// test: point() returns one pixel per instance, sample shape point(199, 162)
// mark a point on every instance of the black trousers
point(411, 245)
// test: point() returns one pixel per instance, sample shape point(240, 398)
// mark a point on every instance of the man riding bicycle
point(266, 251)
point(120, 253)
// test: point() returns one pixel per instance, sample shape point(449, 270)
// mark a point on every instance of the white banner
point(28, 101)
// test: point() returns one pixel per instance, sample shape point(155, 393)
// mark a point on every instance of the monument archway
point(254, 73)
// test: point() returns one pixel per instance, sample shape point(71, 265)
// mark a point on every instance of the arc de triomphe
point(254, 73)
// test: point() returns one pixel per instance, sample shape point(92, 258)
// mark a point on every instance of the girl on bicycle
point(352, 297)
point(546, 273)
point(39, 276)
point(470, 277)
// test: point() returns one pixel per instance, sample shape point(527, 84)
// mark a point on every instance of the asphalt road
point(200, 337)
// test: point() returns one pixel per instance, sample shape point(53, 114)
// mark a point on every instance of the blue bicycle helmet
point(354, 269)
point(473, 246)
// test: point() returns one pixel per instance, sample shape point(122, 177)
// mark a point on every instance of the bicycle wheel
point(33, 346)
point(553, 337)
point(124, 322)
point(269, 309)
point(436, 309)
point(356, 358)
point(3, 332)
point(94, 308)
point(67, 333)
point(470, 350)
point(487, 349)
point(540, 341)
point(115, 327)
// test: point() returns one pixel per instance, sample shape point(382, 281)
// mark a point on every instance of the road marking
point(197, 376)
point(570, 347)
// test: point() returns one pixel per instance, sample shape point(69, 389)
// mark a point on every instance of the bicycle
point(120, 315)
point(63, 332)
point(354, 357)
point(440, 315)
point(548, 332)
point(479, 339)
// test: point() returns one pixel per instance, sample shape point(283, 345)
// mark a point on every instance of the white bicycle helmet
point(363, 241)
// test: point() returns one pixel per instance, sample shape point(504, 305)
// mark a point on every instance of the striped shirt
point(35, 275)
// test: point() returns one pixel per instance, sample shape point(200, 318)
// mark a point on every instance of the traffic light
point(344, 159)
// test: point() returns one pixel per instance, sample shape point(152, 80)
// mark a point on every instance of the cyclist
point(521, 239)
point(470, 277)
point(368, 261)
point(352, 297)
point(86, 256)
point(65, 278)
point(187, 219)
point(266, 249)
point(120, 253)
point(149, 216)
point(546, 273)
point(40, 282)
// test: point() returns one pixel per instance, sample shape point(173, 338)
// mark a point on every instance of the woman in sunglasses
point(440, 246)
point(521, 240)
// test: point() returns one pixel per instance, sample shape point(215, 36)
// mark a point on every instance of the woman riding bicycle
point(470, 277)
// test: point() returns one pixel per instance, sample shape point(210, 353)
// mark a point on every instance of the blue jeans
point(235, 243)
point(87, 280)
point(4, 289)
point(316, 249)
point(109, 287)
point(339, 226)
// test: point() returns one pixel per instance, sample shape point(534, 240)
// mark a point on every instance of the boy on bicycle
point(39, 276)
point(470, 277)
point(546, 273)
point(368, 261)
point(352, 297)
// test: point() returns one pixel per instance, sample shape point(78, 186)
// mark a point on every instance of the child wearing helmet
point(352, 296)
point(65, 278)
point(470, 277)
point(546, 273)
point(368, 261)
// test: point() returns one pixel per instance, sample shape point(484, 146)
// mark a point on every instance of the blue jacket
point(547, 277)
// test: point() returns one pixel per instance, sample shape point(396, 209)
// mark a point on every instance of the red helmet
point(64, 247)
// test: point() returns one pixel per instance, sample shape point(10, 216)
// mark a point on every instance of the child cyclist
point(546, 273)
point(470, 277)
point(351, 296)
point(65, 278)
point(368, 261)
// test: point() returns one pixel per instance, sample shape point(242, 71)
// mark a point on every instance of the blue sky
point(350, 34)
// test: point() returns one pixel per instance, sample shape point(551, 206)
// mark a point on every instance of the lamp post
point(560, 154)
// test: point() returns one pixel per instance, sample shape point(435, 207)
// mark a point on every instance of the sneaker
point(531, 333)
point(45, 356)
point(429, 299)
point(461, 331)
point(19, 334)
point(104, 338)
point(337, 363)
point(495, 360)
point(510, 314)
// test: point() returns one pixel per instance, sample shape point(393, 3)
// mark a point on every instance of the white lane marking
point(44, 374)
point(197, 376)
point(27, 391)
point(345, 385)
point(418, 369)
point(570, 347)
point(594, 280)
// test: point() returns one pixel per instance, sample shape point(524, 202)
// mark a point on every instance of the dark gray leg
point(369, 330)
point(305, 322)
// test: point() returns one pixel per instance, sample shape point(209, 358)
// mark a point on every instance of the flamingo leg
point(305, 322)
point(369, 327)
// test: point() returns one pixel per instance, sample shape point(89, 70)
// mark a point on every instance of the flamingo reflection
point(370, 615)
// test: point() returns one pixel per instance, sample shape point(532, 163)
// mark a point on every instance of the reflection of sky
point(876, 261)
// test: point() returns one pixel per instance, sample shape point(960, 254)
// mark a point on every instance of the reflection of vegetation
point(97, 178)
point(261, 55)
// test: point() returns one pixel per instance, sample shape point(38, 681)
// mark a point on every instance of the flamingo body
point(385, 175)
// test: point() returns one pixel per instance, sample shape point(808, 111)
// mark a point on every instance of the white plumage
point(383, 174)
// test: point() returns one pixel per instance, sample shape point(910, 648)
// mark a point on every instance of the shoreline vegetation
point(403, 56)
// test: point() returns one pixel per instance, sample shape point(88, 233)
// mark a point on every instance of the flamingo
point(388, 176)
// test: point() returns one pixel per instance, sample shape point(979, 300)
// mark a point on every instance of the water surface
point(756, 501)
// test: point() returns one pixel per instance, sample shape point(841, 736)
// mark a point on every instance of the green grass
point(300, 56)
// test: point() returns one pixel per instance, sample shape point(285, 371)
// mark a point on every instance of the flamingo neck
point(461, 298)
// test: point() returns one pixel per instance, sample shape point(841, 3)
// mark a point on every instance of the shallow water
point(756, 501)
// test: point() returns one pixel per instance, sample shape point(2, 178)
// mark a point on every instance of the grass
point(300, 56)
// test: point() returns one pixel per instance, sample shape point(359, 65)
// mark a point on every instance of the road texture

------------------------------------------------

WHAT THE TASK ASKS: Switch every "mark a point on" in the listing above to "place a dot on", and give all its lines again with nothing else changed.

THE RESULT:
// test: point() returns one pixel per instance, sample shape point(199, 162)
// place a dot on every instance of the black trousers
point(411, 245)
// test: point() returns one pixel per instance, sample shape point(240, 398)
// place a dot on every instance of the man riding bicycle
point(266, 251)
point(120, 253)
// test: point() returns one pixel per instance, sample shape point(449, 270)
// place a dot on every instance of the white banner
point(28, 101)
// test: point() returns one pixel per instance, sample shape point(155, 393)
// place a dot on every instance of the monument archway
point(254, 73)
// test: point() returns one pixel per instance, sample shape point(71, 265)
// place a dot on every instance of the arc de triomphe
point(254, 73)
// test: point() returns one pixel per instance, sample shape point(92, 258)
// place a dot on every instance of the girl on bicycle
point(352, 297)
point(546, 273)
point(39, 276)
point(470, 277)
// test: point() returns one pixel per instance, sample shape point(527, 84)
// place a dot on every instance of the asphalt road
point(200, 337)
// test: point() returns one pixel per instance, sample shape point(53, 114)
// place a dot on every instance of the blue bicycle helmet
point(354, 269)
point(473, 246)
// test: point() returns one pixel per instance, sample shape point(122, 177)
// place a dot on every instance of the bicycle wheel
point(33, 346)
point(553, 337)
point(124, 322)
point(269, 309)
point(436, 309)
point(356, 358)
point(3, 332)
point(94, 308)
point(67, 333)
point(470, 350)
point(487, 349)
point(540, 341)
point(115, 327)
// test: point() returns one pixel per instance, sample shape point(382, 281)
// place a dot on every instance of the road marking
point(197, 376)
point(570, 347)
// test: point() returns one pixel per instance, sample shape point(69, 389)
// place a dot on every instance of the bicycle
point(120, 315)
point(63, 332)
point(354, 357)
point(440, 315)
point(548, 332)
point(479, 339)
// test: point() returns one pixel per instance, sample shape point(283, 345)
// place a dot on every instance of the white bicycle helmet
point(363, 241)
// test: point() returns one pixel per instance, sample shape point(504, 305)
// place a dot on every instance of the striped shirt
point(35, 275)
// test: point() returns one pixel per instance, sample shape point(200, 318)
// place a dot on every instance of the traffic light
point(344, 159)
// test: point() returns one pixel per instance, sample shape point(152, 80)
// place a dot on every instance of the cyclist
point(521, 239)
point(470, 277)
point(368, 261)
point(352, 297)
point(86, 256)
point(65, 278)
point(187, 219)
point(266, 249)
point(120, 253)
point(149, 216)
point(546, 273)
point(40, 282)
// test: point() returns one pixel per instance, sample shape point(173, 338)
// place a dot on every instance of the woman in sunglasses
point(440, 246)
point(521, 240)
// test: point() returns one pixel per instance, sample shape point(215, 36)
// place a dot on every instance of the woman riding bicycle
point(470, 277)
// test: point() returns one pixel per instance, sample shape point(210, 353)
// place a dot on every instance of the blue jeans
point(235, 243)
point(87, 280)
point(4, 289)
point(316, 249)
point(109, 287)
point(339, 226)
// test: point() returns one pixel per instance, sample shape point(534, 240)
// place a dot on every instance of the boy on bicycle
point(39, 276)
point(470, 277)
point(546, 273)
point(368, 261)
point(352, 297)
// test: point() returns one pixel per instance, sample shape point(78, 186)
// place a dot on every instance of the child wearing helmet
point(352, 296)
point(65, 278)
point(470, 277)
point(546, 273)
point(368, 261)
// test: point() returns one pixel per instance, sample shape point(484, 146)
// place a dot on every instance of the blue jacket
point(547, 277)
// test: point() returns one pixel per instance, sample shape point(396, 209)
// place a dot on every instance of the red helmet
point(64, 247)
// test: point() returns one pixel per instance, sample shape point(10, 216)
// place a dot on every instance of the child cyclist
point(546, 273)
point(470, 277)
point(351, 296)
point(65, 278)
point(368, 261)
// test: point() returns one pixel per instance, sample shape point(242, 71)
// place a dot on every instance of the blue sky
point(350, 34)
// test: point() returns one pixel per instance, sample shape point(551, 206)
// place a dot on every instance of the lamp post
point(560, 154)
// test: point() returns one pixel per instance, sample shape point(435, 207)
// place a dot on every instance of the sneaker
point(531, 333)
point(45, 356)
point(429, 299)
point(461, 331)
point(19, 334)
point(104, 338)
point(337, 363)
point(495, 360)
point(510, 314)
// test: point() returns one pixel per instance, sample shape point(393, 3)
// place a dot on every instance of the white lane marking
point(44, 374)
point(197, 376)
point(27, 391)
point(345, 385)
point(418, 369)
point(570, 347)
point(594, 280)
// test: point() returns one pixel per instance, sample shape point(524, 202)
// place a dot on every instance of the dark gray leg
point(369, 330)
point(305, 322)
// test: point() returns one pixel per instance, sample shape point(209, 358)
// place a dot on every instance of the flamingo leg
point(305, 322)
point(369, 327)
// test: point() returns one pixel per instance, sample shape point(89, 70)
// place a dot on every instance of the flamingo reflection
point(370, 615)
// test: point() returns one pixel per instance, sample shape point(532, 163)
// place a dot on every instance of the reflection of sky
point(876, 261)
// test: point() returns one pixel per instance, sample shape point(960, 254)
// place a dot on every instance of the reflection of vegetation
point(97, 178)
point(261, 55)
// test: point() returns one pixel per instance, sample shape point(38, 681)
// place a dot on every instance of the flamingo body
point(385, 175)
// test: point() returns one pixel per instance, sample shape point(808, 111)
// place a dot on every instance of the white plumage
point(383, 174)
// test: point() returns one pixel per instance, sample shape point(910, 648)
// place a dot on every instance of the shoreline vegetation
point(403, 56)
// test: point() returns one pixel per instance, sample shape point(88, 233)
// place a dot on every instance of the flamingo
point(388, 176)
// test: point() returns one pixel per instance, sample shape point(979, 300)
// place a dot on every instance of the water surface
point(756, 501)
// test: point() returns one pixel per instance, sample shape point(841, 736)
// place a dot on every instance of the green grass
point(300, 56)
// test: point() returns one pixel per instance, sample shape point(285, 371)
// place a dot on every instance of the flamingo neck
point(461, 298)
// test: point() returns one pixel per instance, sample shape point(841, 3)
// place a dot on every instance of the shallow water
point(756, 501)
// test: point() returns one pixel per instance, sample shape point(2, 178)
// place a dot on every instance of the grass
point(300, 56)
// test: point() returns one pixel per instance, sample shape point(359, 65)
// place a dot on every instance of the road texture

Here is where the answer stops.